- **Task brief**
The records that follow must be reproduced in full, exactly as written.

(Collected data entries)
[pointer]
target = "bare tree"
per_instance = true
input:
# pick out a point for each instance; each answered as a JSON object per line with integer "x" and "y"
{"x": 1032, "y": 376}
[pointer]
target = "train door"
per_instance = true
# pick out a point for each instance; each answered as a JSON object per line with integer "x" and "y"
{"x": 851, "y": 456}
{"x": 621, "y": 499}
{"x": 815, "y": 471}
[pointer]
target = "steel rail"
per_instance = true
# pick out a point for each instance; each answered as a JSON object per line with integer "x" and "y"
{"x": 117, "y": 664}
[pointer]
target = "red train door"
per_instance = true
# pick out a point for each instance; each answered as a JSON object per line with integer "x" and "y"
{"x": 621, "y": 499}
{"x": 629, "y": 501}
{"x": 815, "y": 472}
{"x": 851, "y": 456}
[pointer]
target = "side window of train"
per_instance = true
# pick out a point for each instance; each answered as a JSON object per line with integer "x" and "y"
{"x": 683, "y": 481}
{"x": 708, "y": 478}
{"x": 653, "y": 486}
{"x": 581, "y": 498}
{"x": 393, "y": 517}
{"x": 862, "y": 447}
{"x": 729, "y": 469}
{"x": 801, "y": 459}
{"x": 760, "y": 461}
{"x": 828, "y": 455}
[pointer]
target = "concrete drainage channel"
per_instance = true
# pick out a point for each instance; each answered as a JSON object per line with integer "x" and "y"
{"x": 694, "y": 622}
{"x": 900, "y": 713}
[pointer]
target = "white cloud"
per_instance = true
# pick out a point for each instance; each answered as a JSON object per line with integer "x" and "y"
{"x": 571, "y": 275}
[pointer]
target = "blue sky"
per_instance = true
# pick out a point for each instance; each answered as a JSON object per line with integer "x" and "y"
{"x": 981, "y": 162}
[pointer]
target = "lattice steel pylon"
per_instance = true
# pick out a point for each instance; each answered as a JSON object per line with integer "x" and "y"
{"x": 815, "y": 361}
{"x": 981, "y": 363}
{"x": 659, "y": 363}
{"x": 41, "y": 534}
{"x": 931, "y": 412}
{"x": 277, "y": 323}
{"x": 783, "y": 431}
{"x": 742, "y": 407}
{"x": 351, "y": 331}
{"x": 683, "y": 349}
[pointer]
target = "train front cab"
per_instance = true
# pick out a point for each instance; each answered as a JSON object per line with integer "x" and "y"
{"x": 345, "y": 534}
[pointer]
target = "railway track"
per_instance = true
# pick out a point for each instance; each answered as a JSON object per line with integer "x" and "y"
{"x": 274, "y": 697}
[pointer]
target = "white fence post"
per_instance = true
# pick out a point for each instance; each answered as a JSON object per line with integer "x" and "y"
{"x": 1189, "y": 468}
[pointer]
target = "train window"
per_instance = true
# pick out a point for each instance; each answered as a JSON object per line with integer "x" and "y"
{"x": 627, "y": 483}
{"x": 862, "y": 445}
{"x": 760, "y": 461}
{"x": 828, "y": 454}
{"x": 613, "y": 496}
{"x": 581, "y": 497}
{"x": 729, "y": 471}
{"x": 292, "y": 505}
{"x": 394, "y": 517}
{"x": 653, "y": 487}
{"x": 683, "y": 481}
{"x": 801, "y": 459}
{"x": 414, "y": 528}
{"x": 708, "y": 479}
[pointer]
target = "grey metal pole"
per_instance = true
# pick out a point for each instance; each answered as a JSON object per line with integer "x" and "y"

- **Reply**
[pointer]
target = "bare tree"
per_instance = true
input:
# pick out a point for each instance; each answered as a JSON object per line with integer "x" and "y"
{"x": 1032, "y": 376}
[pointer]
target = "train door"
per_instance = true
# pick out a point for each instance; each answered as a JSON object per line with integer "x" and "y"
{"x": 851, "y": 456}
{"x": 621, "y": 499}
{"x": 815, "y": 471}
[pointer]
target = "steel rail"
per_instance = true
# pick out a point for each instance; each answered as a JSON object per line with integer "x" and "y"
{"x": 117, "y": 664}
[pointer]
target = "red train door"
per_instance = true
# pick out a point for each instance; each answered as a JSON object per line with integer "x" and "y"
{"x": 621, "y": 499}
{"x": 629, "y": 501}
{"x": 815, "y": 472}
{"x": 851, "y": 456}
[pointer]
target = "side window of train"
per_instance = true
# pick out a point for each instance; each answered as a JSON object per line with integer "x" and "y"
{"x": 683, "y": 481}
{"x": 708, "y": 478}
{"x": 653, "y": 486}
{"x": 581, "y": 498}
{"x": 393, "y": 517}
{"x": 862, "y": 447}
{"x": 729, "y": 469}
{"x": 801, "y": 459}
{"x": 760, "y": 461}
{"x": 828, "y": 455}
[pointer]
target = "concrete drainage channel"
per_instance = true
# pick out a point for each instance; each answered as a JSON object per line with integer "x" and "y"
{"x": 694, "y": 622}
{"x": 900, "y": 713}
[pointer]
target = "white cloud"
per_instance = true
# pick out a point for each instance; each answered as a JSON object per line with integer "x" and "y"
{"x": 571, "y": 275}
[pointer]
target = "blue sky"
per_instance = true
# pick out a point for each instance; each answered as a JSON object per line with integer "x" and "y"
{"x": 981, "y": 162}
[pointer]
target = "lattice steel pylon"
per_instance = true
# pick out a point for each instance; each answered as a JSON object per line with integer "x" and "y"
{"x": 815, "y": 361}
{"x": 981, "y": 363}
{"x": 659, "y": 363}
{"x": 41, "y": 534}
{"x": 931, "y": 412}
{"x": 277, "y": 323}
{"x": 783, "y": 431}
{"x": 742, "y": 407}
{"x": 351, "y": 331}
{"x": 683, "y": 349}
[pointer]
target = "train front cab"
per_instance = true
# pick out a point for each instance; each answered as a JSON object per line with integer "x" and "y"
{"x": 345, "y": 534}
[pointer]
target = "railway track"
per_instance = true
# pick out a point for each instance; each answered as a JSON object per line with integer "x" and "y"
{"x": 274, "y": 697}
[pointer]
target = "white fence post"
per_instance = true
# pick out a point for each instance; each answered as a JSON object per line with integer "x" and "y"
{"x": 1189, "y": 468}
[pointer]
target = "train window"
per_instance = true
# pick out a point for each instance; each answered as a JSON object per line with integer "x" and "y"
{"x": 627, "y": 483}
{"x": 862, "y": 445}
{"x": 760, "y": 461}
{"x": 828, "y": 454}
{"x": 613, "y": 496}
{"x": 581, "y": 497}
{"x": 729, "y": 471}
{"x": 292, "y": 505}
{"x": 394, "y": 517}
{"x": 653, "y": 487}
{"x": 683, "y": 481}
{"x": 801, "y": 459}
{"x": 414, "y": 528}
{"x": 708, "y": 479}
[pointer]
target = "grey metal pole"
per_instance = true
# pick out a point for each instance; each answered as a JSON object per line with integer "x" and "y"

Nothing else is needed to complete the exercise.